*YOUR GOAL*
Convert each line of the rows below into a numbered list, skipping any blank lines. Leave the pictures out of your answer.

Start of RECORDS SUPPLIED

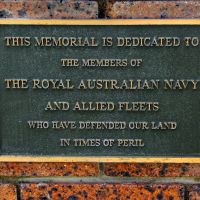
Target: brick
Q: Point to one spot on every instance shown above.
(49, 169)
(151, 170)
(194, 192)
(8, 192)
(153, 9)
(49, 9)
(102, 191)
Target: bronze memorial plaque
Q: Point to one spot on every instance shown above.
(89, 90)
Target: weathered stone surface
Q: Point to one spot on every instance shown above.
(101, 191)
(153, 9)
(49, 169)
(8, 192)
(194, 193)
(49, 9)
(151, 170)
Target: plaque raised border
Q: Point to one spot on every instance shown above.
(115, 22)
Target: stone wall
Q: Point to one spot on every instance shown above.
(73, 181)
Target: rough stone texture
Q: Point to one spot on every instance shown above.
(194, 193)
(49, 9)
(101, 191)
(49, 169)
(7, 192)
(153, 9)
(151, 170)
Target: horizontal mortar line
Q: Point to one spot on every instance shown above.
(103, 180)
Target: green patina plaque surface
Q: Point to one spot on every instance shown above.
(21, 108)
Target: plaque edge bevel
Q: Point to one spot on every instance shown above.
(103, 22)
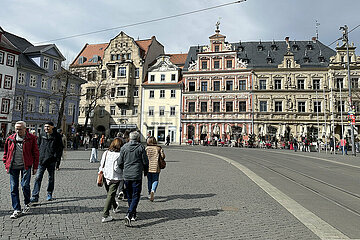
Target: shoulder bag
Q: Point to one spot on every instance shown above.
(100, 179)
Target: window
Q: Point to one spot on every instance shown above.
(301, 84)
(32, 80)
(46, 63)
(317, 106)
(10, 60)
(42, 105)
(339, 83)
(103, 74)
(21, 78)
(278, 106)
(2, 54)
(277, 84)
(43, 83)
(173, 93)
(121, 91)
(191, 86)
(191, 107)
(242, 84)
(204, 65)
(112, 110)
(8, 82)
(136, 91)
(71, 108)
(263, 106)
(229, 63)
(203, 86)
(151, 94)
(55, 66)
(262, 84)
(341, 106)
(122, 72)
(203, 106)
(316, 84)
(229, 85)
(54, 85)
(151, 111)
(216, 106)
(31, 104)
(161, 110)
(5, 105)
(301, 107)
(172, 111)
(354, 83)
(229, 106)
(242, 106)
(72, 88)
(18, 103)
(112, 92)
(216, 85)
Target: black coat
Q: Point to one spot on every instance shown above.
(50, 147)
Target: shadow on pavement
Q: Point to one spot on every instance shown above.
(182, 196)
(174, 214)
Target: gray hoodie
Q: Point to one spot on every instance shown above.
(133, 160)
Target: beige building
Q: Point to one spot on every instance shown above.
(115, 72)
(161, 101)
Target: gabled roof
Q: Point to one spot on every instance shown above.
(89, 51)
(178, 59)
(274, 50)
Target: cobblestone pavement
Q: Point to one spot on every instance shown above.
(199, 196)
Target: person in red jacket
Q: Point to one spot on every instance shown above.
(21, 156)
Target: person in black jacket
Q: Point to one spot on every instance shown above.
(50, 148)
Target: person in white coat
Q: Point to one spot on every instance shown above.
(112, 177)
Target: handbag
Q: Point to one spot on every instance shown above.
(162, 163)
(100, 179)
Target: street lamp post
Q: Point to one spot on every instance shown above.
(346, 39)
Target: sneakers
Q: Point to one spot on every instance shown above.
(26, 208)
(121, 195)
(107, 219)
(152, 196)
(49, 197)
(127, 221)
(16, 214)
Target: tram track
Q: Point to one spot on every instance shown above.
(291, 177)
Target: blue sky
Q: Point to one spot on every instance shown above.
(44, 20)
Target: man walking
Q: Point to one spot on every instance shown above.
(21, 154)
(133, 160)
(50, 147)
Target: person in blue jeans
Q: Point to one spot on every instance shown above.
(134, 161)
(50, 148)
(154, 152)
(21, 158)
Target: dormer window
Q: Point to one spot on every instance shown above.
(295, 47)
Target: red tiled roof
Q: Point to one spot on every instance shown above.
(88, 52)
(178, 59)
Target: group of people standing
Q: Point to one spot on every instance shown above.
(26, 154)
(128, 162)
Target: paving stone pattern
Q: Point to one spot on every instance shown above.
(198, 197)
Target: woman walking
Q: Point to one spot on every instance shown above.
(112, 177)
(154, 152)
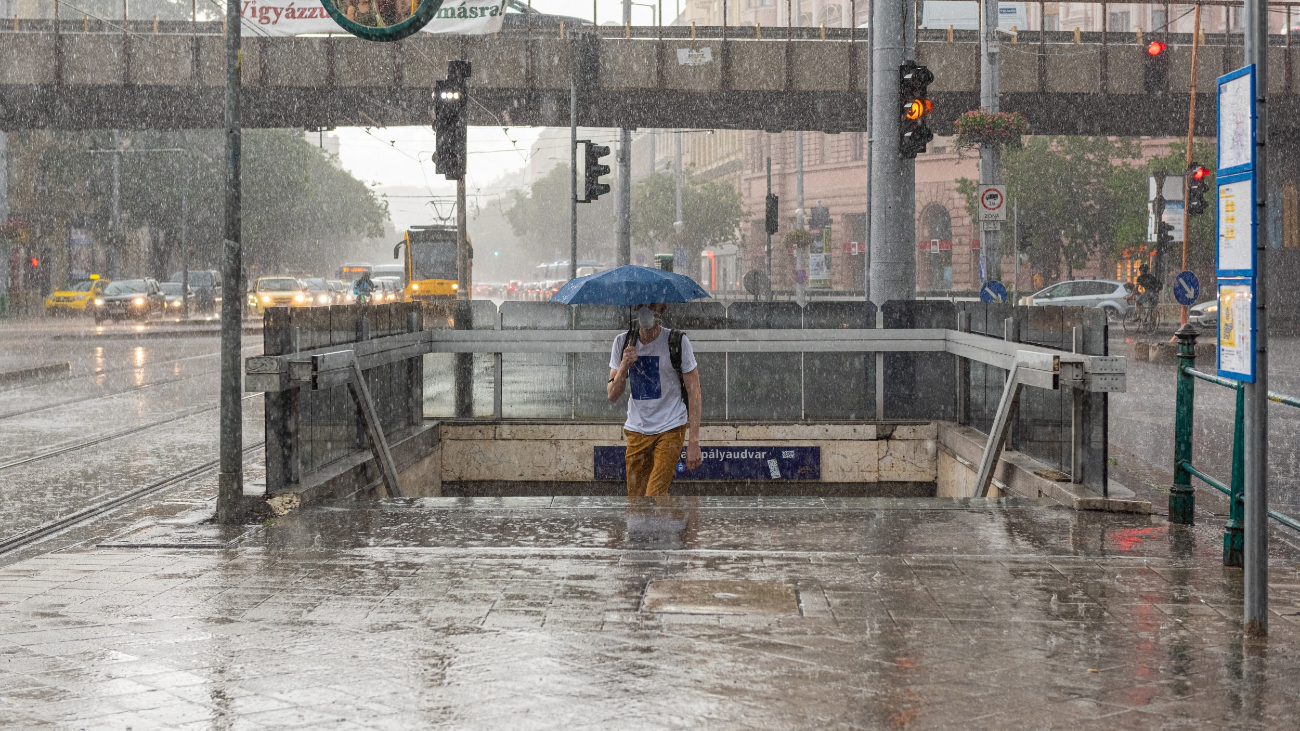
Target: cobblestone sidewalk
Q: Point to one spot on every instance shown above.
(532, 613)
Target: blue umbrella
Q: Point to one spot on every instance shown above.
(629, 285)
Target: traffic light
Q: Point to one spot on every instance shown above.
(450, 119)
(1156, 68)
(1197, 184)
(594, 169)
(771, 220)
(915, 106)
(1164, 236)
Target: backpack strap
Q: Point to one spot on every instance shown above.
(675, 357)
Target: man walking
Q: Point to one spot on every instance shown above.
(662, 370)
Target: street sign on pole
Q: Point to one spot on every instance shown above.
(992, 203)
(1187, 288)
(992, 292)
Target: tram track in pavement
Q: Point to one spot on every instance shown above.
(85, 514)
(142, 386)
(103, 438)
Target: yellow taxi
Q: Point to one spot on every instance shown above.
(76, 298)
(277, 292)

End of RECORDS SUPPLIED

*SOLUTION TO THIS EXERCISE*
1. Target: brick
2. Q: Point to one spot on every instance shown above.
3. (49, 169)
4. (151, 170)
5. (194, 192)
6. (8, 192)
7. (153, 9)
8. (49, 9)
9. (102, 191)
10. Target: bronze memorial plaque
11. Q: Point to one spot on every instance shown above.
12. (89, 90)
13. Target: weathered stone surface
14. Q: Point to one spot on every instance shown above.
15. (101, 191)
16. (153, 9)
17. (49, 169)
18. (8, 192)
19. (194, 193)
20. (49, 9)
21. (151, 170)
22. Target: plaque raised border
23. Q: Point to one spot on every instance shown above.
24. (115, 22)
25. Target: stone wall
26. Q: Point to one spot on every instance shown above.
27. (73, 181)
28. Target: rough stone texture
29. Q: Point to one spot on every instance shown above.
30. (194, 193)
31. (49, 9)
32. (101, 191)
33. (49, 169)
34. (7, 192)
35. (153, 9)
36. (151, 170)
37. Target: horizontal mortar line
38. Q: Point to one spot on every instance shown above.
39. (103, 180)
40. Target: green patina plaque surface
41. Q: Point to one spot on every instance shown above.
42. (21, 108)
43. Target: plaque edge bevel
44. Q: Point to one spot on every instance shown above.
45. (103, 22)
46. Target: shoulder bag
47. Q: Point to one spot on every instance shown above.
48. (100, 179)
49. Target: window
50. Q: Point to one spot on every instance shown above.
51. (301, 84)
52. (32, 80)
53. (46, 63)
54. (317, 106)
55. (10, 60)
56. (42, 105)
57. (339, 83)
58. (103, 74)
59. (21, 78)
60. (278, 106)
61. (2, 54)
62. (277, 84)
63. (43, 83)
64. (173, 93)
65. (121, 91)
66. (191, 86)
67. (191, 107)
68. (242, 84)
69. (204, 65)
70. (112, 110)
71. (8, 82)
72. (136, 91)
73. (71, 108)
74. (263, 106)
75. (229, 63)
76. (203, 86)
77. (151, 94)
78. (55, 66)
79. (262, 84)
80. (341, 106)
81. (122, 72)
82. (203, 106)
83. (316, 84)
84. (229, 85)
85. (54, 85)
86. (151, 111)
87. (216, 106)
88. (31, 104)
89. (161, 110)
90. (5, 105)
91. (301, 107)
92. (172, 111)
93. (354, 83)
94. (229, 106)
95. (242, 106)
96. (72, 88)
97. (18, 103)
98. (112, 92)
99. (216, 85)
100. Target: black coat
101. Q: Point to one spot on every instance shown above.
102. (50, 147)
103. Target: shadow on pavement
104. Q: Point to one spot on every instance shown above.
105. (182, 196)
106. (174, 214)
107. Target: gray hoodie
108. Q: Point to one spot on every instance shown above.
109. (133, 160)
110. Target: beige building
111. Q: Point to one spot on every instance shown above.
112. (115, 72)
113. (161, 101)
114. Target: gabled roof
115. Q: Point to one spot on every instance shown above.
116. (89, 51)
117. (178, 59)
118. (274, 50)
119. Target: cobblestone pavement
120. Q: Point to one spot on every instance shown above.
121. (199, 196)
122. Target: person in red jacket
123. Q: Point to one spot on every instance shown above.
124. (21, 156)
125. Target: person in black jacket
126. Q: Point to one spot on every instance shown above.
127. (50, 148)
128. Target: person in white coat
129. Q: Point to one spot on every instance shown above.
130. (112, 177)
131. Target: handbag
132. Q: Point to one spot on every instance shown above.
133. (162, 163)
134. (100, 179)
135. Target: street lamp post
136. Q: Point to one spot on every instance shown above.
137. (346, 39)
138. Target: sneakers
139. Q: Point to one spot on every instance shown above.
140. (26, 208)
141. (121, 195)
142. (107, 219)
143. (152, 196)
144. (49, 197)
145. (127, 221)
146. (16, 214)
147. Target: tram track
148. Q: Point to one spot on every instance shown above.
149. (291, 177)
150. Target: blue sky
151. Q: Point to one spot on every instance shown above.
152. (44, 20)
153. Target: man walking
154. Q: Point to one spot on every instance shown above.
155. (21, 154)
156. (133, 160)
157. (50, 147)
158. Target: person in blue jeans
159. Q: Point to one spot on every instance shown above.
160. (134, 161)
161. (50, 148)
162. (154, 152)
163. (21, 158)
164. Target: dormer window
165. Q: Point to one spot on every instance shown above.
166. (295, 47)
167. Target: red tiled roof
168. Q: Point to one spot on every instance shown above.
169. (88, 52)
170. (178, 59)
171. Target: group of people standing
172. Q: Point to one spot on every instance shown above.
173. (26, 154)
174. (128, 162)
175. Target: paving stone pattern
176. Q: Point to one spot on every instance shown above.
177. (198, 197)
178. Target: woman walking
179. Q: Point to one spot on every instance shown above.
180. (112, 177)
181. (154, 152)
182. Target: cobblestone sidewalk
183. Q: Point to one spot on every instance shown above.
184. (532, 613)
185. Target: blue umbrella
186. Q: Point to one spot on every instance shown above.
187. (629, 285)
188. Target: traffic light
189. Q: Point to one spot on every instance shown above.
190. (450, 119)
191. (1156, 68)
192. (1197, 184)
193. (594, 169)
194. (771, 220)
195. (915, 106)
196. (1164, 236)
197. Target: backpack strap
198. Q: Point to one spot on every instance shown above.
199. (675, 357)
200. Target: man walking
201. Q: Point to one spot on every instance shown above.
202. (662, 370)
203. Target: street sign on pole
204. Q: Point to one spot on every instance shown above.
205. (992, 203)
206. (1187, 288)
207. (992, 292)
208. Target: tram track in pavement
209. Q: Point to one spot on every instance shown above.
210. (85, 514)
211. (142, 386)
212. (103, 438)
213. Target: yellow taxi
214. Q: Point to one spot on every instance shown above.
215. (76, 298)
216. (277, 292)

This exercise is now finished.